• Short exercise: From the material below, keep only the lines that contain the word "give" and copy each of them in full. Treat uppercase and lowercase letters as different.

• Material for this task:
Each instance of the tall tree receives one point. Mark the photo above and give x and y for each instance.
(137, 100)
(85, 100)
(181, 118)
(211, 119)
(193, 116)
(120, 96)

• Correct output:
Each instance of the tall tree receives one point. Mark the photo above and give x and y for each instance.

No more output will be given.